Write out the entries below once more, exactly.

— START —

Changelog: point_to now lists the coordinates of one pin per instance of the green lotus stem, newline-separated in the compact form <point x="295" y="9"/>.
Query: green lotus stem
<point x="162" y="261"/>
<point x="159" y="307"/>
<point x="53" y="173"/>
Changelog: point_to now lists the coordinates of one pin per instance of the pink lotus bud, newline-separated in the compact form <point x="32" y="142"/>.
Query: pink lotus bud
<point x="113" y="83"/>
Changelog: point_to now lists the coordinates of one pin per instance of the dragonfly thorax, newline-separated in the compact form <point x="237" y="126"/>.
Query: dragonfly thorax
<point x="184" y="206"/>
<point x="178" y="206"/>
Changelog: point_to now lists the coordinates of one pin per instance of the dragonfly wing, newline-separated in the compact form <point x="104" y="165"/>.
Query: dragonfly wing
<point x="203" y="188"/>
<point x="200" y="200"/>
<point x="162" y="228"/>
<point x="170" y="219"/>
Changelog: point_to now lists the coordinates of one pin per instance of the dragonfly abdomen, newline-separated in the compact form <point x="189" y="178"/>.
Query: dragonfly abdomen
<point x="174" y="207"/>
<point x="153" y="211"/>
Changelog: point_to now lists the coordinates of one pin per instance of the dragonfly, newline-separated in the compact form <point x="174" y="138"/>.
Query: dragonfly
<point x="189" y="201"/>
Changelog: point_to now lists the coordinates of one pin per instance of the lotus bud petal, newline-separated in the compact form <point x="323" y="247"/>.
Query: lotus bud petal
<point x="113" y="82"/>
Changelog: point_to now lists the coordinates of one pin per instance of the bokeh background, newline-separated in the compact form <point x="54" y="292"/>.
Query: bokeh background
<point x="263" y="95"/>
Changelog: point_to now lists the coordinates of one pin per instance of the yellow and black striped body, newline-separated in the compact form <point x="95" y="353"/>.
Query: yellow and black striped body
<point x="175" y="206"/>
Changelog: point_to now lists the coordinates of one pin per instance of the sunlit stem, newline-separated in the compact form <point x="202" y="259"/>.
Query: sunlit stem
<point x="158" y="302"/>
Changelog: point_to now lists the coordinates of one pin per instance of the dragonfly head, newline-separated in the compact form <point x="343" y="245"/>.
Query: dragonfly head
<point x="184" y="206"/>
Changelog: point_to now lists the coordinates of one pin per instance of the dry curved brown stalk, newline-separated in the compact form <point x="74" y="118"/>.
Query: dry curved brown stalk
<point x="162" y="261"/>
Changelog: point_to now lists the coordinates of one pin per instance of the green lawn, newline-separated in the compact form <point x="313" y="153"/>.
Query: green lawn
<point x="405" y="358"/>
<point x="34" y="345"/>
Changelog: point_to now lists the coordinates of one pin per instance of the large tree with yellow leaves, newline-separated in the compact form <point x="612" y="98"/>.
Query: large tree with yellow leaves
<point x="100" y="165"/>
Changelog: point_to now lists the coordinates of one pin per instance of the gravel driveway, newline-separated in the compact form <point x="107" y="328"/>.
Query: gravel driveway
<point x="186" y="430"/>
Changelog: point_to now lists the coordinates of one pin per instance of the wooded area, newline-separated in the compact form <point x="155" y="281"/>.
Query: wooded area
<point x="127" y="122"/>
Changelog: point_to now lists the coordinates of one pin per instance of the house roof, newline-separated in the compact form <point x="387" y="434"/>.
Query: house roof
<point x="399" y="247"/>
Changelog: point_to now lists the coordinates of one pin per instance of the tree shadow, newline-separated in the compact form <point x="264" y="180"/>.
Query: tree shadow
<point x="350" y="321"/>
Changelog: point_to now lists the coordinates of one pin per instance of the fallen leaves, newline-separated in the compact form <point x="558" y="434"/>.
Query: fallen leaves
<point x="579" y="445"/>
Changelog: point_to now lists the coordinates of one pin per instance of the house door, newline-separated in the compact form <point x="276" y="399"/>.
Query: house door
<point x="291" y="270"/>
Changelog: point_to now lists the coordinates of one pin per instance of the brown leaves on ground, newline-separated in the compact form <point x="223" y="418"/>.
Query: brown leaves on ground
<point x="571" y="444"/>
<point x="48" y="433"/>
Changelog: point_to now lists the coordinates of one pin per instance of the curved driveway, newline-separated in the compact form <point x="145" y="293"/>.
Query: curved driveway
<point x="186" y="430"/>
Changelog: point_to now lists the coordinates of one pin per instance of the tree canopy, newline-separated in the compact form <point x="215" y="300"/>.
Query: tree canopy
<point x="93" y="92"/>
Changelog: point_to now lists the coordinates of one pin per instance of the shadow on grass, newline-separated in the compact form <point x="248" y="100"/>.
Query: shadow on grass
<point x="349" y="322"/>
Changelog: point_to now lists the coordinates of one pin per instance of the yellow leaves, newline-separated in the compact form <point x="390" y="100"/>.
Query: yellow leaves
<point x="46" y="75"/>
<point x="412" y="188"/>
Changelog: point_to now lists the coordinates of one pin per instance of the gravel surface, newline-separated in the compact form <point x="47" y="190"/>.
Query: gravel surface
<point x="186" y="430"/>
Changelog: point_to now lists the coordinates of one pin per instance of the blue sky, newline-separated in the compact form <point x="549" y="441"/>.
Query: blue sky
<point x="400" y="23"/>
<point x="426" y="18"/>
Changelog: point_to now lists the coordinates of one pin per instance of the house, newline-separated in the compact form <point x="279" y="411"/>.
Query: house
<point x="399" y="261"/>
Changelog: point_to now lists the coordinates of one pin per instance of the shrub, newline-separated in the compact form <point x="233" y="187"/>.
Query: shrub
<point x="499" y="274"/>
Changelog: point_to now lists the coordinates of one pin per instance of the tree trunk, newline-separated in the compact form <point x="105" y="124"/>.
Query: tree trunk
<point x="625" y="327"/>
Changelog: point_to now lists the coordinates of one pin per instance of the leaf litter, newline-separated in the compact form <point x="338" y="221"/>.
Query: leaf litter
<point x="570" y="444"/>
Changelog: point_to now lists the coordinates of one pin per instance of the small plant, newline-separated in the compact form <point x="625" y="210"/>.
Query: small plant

— END —

▶ _Written answer_:
Changelog: point_to now lists the coordinates of one pin per instance of the green lotus stem, newline-separated in the compact form <point x="295" y="9"/>.
Query: green lotus stem
<point x="162" y="261"/>
<point x="159" y="307"/>
<point x="53" y="173"/>
Changelog: point_to now lists the coordinates of one pin per instance of the pink lotus bud, newline-separated in the compact form <point x="32" y="142"/>.
Query: pink lotus bud
<point x="113" y="83"/>
Changelog: point_to now lists the coordinates of one pin per instance of the dragonfly thorax, newline-separated in the compact form <point x="237" y="126"/>.
Query: dragonfly thorax
<point x="184" y="206"/>
<point x="178" y="206"/>
Changelog: point_to now lists the coordinates of one pin per instance of the dragonfly wing, newline-separated in the compact form <point x="104" y="165"/>.
Query: dragonfly wing
<point x="203" y="188"/>
<point x="200" y="200"/>
<point x="162" y="228"/>
<point x="170" y="219"/>
Changelog: point_to now lists the coordinates of one pin per instance of the dragonfly abdomen, newline-separated in the compact form <point x="189" y="178"/>.
Query: dragonfly abdomen
<point x="174" y="207"/>
<point x="153" y="211"/>
Changelog: point_to now lists the coordinates of one pin per instance of the dragonfly, newline-separated in the compact form <point x="174" y="138"/>.
Query: dragonfly
<point x="189" y="201"/>
Changelog: point_to now lists the coordinates of one pin per instance of the lotus bud petal, newline-separated in the compact form <point x="323" y="247"/>.
Query: lotus bud petal
<point x="113" y="82"/>
Changelog: point_to now lists the coordinates of one pin per instance of the bokeh background, newline-separated in the compact form <point x="54" y="292"/>.
Query: bokeh background
<point x="263" y="95"/>
Changelog: point_to now lists the coordinates of one pin per instance of the yellow and black striped body, newline-separated in the compact form <point x="95" y="353"/>.
Query: yellow and black striped body
<point x="175" y="206"/>
Changelog: point_to now lists the coordinates of one pin per instance of the sunlit stem, newline-separated in the compact form <point x="202" y="259"/>.
Query: sunlit stem
<point x="158" y="302"/>
Changelog: point_to now lists the coordinates of one pin per instance of the dragonfly head, newline-separated in the compact form <point x="343" y="245"/>.
Query: dragonfly head
<point x="184" y="206"/>
Changelog: point_to now lists the coordinates of one pin per instance of the dry curved brown stalk, newline-separated in the compact form <point x="74" y="118"/>.
Query: dry curved brown stalk
<point x="162" y="261"/>
Changelog: point_to now lists the coordinates of one pin per instance of the green lawn, newline-separated in the compact form <point x="313" y="153"/>.
Query: green lawn
<point x="405" y="358"/>
<point x="34" y="345"/>
Changelog: point_to now lists the coordinates of one pin per instance of the large tree with yellow leaves, newline-separated in the compact form <point x="612" y="98"/>.
Query: large tree with yellow leaves
<point x="100" y="165"/>
Changelog: point_to now lists the coordinates of one pin per instance of the gravel driveway, newline-separated in the compact form <point x="107" y="328"/>.
Query: gravel driveway
<point x="186" y="430"/>
Changelog: point_to now lists the coordinates of one pin per instance of the wooded area, newline-separated in the compact form <point x="155" y="281"/>.
Query: wooded area
<point x="127" y="122"/>
Changelog: point_to now lists the coordinates of one pin per instance of the house roof, newline-separated in the compact form <point x="387" y="434"/>.
Query: house roof
<point x="399" y="247"/>
Changelog: point_to now lists the coordinates of one pin per instance of the tree shadow, newline-separated in the compact form <point x="264" y="180"/>.
Query: tree shadow
<point x="350" y="321"/>
Changelog: point_to now lists the coordinates of one pin per instance of the fallen leaves, newline-separated in the compact form <point x="558" y="434"/>.
Query: fallen leaves
<point x="579" y="445"/>
Changelog: point_to now lists the coordinates of one pin per instance of the house door, newline-separated in the compact form <point x="276" y="399"/>.
Query: house door
<point x="291" y="270"/>
Changelog: point_to now lists the coordinates of one pin per instance of the brown leaves on ground, newline-separated in the compact form <point x="223" y="418"/>.
Query: brown leaves on ground
<point x="571" y="444"/>
<point x="48" y="433"/>
Changelog: point_to now lists the coordinates of one pin per instance of the curved driveway, newline-separated in the compact form <point x="145" y="293"/>.
Query: curved driveway
<point x="186" y="430"/>
Changelog: point_to now lists the coordinates of one pin per instance of the tree canopy, newline-separated in the compact form <point x="215" y="300"/>.
Query: tree canopy
<point x="93" y="92"/>
Changelog: point_to now lists the coordinates of one pin per instance of the shadow on grass, newline-separated in the compact form <point x="248" y="100"/>.
Query: shadow on grass
<point x="349" y="322"/>
Changelog: point_to now lists the coordinates of one pin per instance of the yellow leaves, newline-separated in the compact form <point x="390" y="100"/>.
Query: yellow leaves
<point x="46" y="75"/>
<point x="412" y="188"/>
Changelog: point_to now lists the coordinates of one pin per instance of the gravel surface, newline-separated in the compact form <point x="47" y="190"/>.
Query: gravel surface
<point x="186" y="430"/>
Changelog: point_to now lists the coordinates of one pin per instance of the blue sky, newline-separated in the compact form <point x="549" y="441"/>.
Query: blue sky
<point x="400" y="23"/>
<point x="426" y="18"/>
Changelog: point_to now lists the coordinates of one pin per instance of the house, newline-separated in the compact form <point x="279" y="411"/>.
Query: house
<point x="399" y="261"/>
Changelog: point_to now lists the coordinates of one pin per instance of the shrub, newline-separated in the compact form <point x="233" y="187"/>.
Query: shrub
<point x="499" y="274"/>
Changelog: point_to now lists the coordinates of one pin per instance of the tree trunk, newline-separated in the compact form <point x="105" y="124"/>.
Query: tree trunk
<point x="625" y="327"/>
Changelog: point_to now lists the coordinates of one pin per instance of the leaf litter, newline-separated in the compact form <point x="338" y="221"/>.
Query: leaf litter
<point x="570" y="444"/>
Changelog: point_to now lists the coordinates of one pin per instance of the small plant, newline-separated in the compact form <point x="625" y="210"/>.
Query: small plant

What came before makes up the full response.